*Task requirements*. Please reproduce the section of the dissertation-advice text below from "While you should" to "a huge disappointment.", word for word.

*Selection*.
☆ ☆ ☆ ☆
Lunenberg and Irby (2008) completed a masterly work about successful dissertation writing and, in chapter two of this work, they mention the key factors in choosing a dissertation adviser. The most important two factors they mention are:
- Accessibility
- Feedback turnaround times
Too many doctoral students fail to take these factors into account when choosing their dissertation adviser even though these two things are the most common source of complaints regarding dissertation advisers.
You must make sure your potential dissertation adviser satisfies these two criteria and that you are clear about whether your potential candidate will satisfy your expectations in these areas. You should also ask colleagues about the dependability of the candidate in the aforementioned areas to make sure you are choosing a suitable candidate that will give a realistic amount of his or her time to hear you out and attend to your dissertation needs (to the extent appropriate for a doctoral student).
2nd Law of PhD Failure – Expecting Dissertation Hand-holding from your Peers
Too many new doctoral students hold mistaken expectations of what they will find in postgraduate school and among these mistaken assumptions is expecting lots of help and hand-holding. As a doctoral student, you should clearly understand that you must take charge of your own doctoral program.
Although you should get help from your dissertation supervisor, chair, and committee members at certain times, you are the person that will make it happen. For example, there will be no one to remind you of certain courses you should enroll in, or particular forms you need to complete by a certain deadline. Only you are responsible for engraving your intellectual path. And under no circumstances should you ever expect your dissertation supervisor, or anyone else for that matter, in holding your hand and telling you which literature to read, which journals to subscribe to, which peer groups and seminars to attend, or which grants and funding to apply for.
While you should seek help and guidance, you should not expect this help to come, and you must develop an independent and persevering mindset in doctoral school, or else you risk a huge disappointment.
3rd Law of PhD Failure – Choosing too Broad a Dissertation Topic
Doctoral students should understand that when it comes to doctoral school and acquiring that PhD, the dissertation is everything. Because most doctoral students understand this, they unfortunately bring with them the mistaken impression that their dissertation should include everything, cover everything, and attack the topic from every conceivable angle using a variety of different research methodologies.
This mindset and mistaken assumption is absolutely wrong. You must narrow down your research topic and zone in on a particular area. Too many doctoral students end up having a broad research topic and realize too late that they have bit off way more than they could chew and taken on much more than they have anticipated.
Here, make sure you work closely with your dissertation adviser and chairperson and keep working on narrowing down your topic appropriately. You may have always dreamt of your dissertation being all-inclusive and having an immediate impact on your field but you must realize that this is near impossible with the normal resources a typical doctoral student has at his or her disposal. Therefore, make your mark by working with the resources you have and beware of defining a research topic that is too broad.
4th Law of PhD Failure – Procrastination
I am not talking about lazy students since this law doesn’t apply to them (laziness is not usually a personality trait for those enrolling in doctoral school). In fact, this particular law applies to the typical doctoral student who is usually a perfectionist that sets very high standards.
“Understand: obsessive perfectionists, aka doctoral students, tend to be procrastinators!”
☆ ☆ ☆ ☆
*Data shown*.
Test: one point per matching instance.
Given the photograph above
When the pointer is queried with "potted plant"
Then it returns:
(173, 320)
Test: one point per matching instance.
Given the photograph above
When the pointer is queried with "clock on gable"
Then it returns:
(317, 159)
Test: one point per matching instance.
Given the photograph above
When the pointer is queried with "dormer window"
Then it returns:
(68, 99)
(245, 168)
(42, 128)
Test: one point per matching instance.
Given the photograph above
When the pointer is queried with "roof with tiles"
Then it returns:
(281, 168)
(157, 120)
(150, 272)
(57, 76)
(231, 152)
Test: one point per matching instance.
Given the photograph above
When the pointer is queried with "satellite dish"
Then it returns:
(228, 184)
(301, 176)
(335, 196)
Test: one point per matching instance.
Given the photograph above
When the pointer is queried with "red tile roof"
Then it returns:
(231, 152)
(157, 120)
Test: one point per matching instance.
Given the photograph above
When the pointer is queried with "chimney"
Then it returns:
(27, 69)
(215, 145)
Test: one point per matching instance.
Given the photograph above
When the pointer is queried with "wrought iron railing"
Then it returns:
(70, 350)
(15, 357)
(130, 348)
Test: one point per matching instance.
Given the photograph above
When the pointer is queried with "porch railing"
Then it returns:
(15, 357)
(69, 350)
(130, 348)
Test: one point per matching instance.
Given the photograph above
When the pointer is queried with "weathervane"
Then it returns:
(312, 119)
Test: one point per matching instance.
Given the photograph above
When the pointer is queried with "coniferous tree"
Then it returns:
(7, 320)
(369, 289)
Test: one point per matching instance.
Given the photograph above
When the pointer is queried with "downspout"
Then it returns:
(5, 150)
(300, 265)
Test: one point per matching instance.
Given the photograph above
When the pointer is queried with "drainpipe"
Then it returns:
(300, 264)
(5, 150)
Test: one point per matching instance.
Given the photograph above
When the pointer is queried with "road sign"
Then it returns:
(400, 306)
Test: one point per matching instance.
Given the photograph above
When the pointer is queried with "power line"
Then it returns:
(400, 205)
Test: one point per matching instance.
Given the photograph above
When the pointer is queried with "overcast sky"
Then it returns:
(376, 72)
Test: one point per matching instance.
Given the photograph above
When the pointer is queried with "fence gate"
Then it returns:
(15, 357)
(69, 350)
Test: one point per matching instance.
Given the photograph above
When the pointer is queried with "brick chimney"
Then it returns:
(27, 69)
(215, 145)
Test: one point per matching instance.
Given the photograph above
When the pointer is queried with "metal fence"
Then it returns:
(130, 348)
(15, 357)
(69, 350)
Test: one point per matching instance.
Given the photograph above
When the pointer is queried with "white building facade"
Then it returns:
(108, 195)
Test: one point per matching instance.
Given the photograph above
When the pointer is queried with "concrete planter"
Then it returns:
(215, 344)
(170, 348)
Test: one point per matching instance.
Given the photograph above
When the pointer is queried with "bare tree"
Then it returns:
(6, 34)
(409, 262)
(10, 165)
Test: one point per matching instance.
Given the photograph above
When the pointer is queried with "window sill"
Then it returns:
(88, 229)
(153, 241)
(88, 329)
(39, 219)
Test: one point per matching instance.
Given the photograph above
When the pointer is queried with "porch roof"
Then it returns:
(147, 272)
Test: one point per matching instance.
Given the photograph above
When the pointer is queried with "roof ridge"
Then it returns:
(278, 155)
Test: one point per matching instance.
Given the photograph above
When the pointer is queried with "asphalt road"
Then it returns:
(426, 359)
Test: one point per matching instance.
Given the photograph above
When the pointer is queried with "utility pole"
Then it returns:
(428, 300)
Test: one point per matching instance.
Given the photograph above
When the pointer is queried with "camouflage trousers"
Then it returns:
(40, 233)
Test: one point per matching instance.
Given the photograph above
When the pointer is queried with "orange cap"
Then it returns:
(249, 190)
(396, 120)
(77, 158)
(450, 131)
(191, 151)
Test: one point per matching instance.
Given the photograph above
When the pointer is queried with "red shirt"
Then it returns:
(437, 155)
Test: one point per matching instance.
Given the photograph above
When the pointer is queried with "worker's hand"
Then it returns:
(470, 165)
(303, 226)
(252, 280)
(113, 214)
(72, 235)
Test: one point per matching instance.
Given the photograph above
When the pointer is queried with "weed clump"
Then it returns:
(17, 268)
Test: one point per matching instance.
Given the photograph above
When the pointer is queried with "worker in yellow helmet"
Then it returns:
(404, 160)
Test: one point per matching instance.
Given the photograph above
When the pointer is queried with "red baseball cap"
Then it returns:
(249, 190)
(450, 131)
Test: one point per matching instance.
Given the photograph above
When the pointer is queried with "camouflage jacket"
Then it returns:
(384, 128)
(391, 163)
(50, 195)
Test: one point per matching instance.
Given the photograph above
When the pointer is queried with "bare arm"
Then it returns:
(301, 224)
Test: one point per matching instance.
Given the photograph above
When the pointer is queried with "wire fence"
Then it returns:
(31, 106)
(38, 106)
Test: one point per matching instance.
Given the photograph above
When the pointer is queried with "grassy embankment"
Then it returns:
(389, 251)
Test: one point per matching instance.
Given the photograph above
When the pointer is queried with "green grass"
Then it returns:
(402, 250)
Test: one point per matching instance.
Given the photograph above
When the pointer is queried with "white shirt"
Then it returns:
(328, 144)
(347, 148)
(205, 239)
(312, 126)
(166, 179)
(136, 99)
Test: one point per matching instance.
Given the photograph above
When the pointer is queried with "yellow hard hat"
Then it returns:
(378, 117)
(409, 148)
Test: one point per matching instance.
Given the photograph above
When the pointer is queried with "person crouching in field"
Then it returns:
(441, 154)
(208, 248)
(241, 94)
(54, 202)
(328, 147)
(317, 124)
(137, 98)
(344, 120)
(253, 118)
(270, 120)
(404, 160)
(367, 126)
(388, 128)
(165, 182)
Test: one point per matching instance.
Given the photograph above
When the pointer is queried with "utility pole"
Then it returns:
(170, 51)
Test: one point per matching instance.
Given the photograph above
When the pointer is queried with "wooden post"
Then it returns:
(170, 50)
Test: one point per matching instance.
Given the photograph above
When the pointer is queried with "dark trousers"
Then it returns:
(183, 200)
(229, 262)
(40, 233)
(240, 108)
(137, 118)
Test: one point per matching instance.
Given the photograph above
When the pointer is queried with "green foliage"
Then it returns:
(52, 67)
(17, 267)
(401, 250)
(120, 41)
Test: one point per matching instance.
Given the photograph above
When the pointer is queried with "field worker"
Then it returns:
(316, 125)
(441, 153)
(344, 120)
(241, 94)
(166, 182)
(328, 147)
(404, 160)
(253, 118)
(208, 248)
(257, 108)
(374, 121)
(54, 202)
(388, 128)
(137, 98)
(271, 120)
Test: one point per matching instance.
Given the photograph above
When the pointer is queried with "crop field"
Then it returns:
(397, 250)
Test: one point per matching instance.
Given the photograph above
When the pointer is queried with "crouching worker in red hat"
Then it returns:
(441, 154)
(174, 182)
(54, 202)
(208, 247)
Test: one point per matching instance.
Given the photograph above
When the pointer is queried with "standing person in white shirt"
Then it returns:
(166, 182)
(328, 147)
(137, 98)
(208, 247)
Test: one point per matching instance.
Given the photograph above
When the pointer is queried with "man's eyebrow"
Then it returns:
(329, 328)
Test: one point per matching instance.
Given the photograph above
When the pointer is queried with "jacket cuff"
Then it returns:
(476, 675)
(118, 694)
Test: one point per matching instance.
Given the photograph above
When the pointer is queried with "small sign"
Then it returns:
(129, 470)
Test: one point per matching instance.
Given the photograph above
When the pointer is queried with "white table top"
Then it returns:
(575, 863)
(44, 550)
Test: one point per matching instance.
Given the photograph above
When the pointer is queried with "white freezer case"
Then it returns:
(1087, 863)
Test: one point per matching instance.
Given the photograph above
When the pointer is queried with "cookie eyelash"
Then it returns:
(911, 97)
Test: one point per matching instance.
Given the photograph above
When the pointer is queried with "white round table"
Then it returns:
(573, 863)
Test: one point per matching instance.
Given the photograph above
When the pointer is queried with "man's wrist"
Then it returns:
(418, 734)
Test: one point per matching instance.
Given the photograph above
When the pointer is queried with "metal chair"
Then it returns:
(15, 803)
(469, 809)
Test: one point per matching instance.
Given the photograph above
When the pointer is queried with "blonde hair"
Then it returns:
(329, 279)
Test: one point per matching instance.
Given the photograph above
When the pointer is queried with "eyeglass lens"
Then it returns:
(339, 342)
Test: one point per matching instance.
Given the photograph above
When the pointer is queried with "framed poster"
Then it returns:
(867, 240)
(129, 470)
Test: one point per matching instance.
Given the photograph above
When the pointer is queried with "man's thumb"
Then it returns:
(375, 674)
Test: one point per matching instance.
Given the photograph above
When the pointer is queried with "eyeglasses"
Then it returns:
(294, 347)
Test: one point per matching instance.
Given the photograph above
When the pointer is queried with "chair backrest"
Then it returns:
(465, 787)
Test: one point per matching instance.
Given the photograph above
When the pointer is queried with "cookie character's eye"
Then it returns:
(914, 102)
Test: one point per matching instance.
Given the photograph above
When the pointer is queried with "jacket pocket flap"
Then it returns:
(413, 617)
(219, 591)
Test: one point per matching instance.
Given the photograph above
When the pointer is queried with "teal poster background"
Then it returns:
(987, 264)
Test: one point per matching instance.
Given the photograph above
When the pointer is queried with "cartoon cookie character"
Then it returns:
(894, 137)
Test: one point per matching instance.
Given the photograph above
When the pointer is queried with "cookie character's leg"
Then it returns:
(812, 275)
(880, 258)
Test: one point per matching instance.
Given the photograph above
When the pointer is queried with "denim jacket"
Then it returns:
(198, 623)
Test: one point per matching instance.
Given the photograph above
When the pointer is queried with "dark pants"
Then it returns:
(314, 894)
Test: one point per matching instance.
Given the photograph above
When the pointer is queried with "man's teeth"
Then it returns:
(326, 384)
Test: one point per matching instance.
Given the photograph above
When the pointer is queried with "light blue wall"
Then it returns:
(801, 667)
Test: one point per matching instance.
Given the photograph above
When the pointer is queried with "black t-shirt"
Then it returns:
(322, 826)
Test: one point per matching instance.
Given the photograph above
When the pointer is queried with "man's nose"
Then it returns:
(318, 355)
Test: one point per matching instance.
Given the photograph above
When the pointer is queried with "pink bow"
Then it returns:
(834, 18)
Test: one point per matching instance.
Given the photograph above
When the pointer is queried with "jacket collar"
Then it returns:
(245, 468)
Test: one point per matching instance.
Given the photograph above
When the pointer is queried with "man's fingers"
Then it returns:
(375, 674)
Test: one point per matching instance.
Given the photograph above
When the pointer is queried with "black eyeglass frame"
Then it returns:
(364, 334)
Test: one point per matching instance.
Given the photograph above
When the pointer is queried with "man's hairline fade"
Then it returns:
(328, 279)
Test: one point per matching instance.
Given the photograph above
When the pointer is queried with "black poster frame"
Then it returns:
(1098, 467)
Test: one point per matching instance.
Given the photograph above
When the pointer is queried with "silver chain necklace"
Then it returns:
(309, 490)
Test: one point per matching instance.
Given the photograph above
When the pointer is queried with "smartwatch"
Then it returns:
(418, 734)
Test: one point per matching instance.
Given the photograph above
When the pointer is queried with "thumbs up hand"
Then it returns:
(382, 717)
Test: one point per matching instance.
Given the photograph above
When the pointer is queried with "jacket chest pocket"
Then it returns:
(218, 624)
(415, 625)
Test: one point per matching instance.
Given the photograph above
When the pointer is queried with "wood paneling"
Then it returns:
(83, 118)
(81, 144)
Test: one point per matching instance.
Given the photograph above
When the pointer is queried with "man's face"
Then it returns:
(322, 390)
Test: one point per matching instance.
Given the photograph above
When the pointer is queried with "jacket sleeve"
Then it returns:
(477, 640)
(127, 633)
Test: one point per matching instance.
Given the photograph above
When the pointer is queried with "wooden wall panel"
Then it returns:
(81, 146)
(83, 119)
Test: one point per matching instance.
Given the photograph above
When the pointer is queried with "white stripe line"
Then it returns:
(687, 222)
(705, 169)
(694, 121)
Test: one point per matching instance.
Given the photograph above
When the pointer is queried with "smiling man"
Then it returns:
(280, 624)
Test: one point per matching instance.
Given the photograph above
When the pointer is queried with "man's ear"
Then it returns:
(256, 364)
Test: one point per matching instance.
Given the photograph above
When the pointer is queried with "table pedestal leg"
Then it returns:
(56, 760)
☆ ☆ ☆ ☆
*Solved problem*.
While you should seek help and guidance, you should not expect this help to come, and you must develop an independent and persevering mindset in doctoral school, or else you risk a huge disappointment.